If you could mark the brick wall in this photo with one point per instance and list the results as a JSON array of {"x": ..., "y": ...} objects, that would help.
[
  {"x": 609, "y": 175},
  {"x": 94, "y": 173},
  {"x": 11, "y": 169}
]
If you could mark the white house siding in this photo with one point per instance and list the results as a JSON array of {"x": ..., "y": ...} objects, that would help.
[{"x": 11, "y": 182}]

= = = = = = =

GOAL OF THE EXERCISE: Write out everything from the line containing "If you could mark the white" down to the end of the data, both ends included, without changing a character.

FULL ANSWER:
If you could mark the white house siding in this photo with one point per instance and list the results as a JSON array of {"x": ..., "y": ...} objects, that would help.
[{"x": 11, "y": 182}]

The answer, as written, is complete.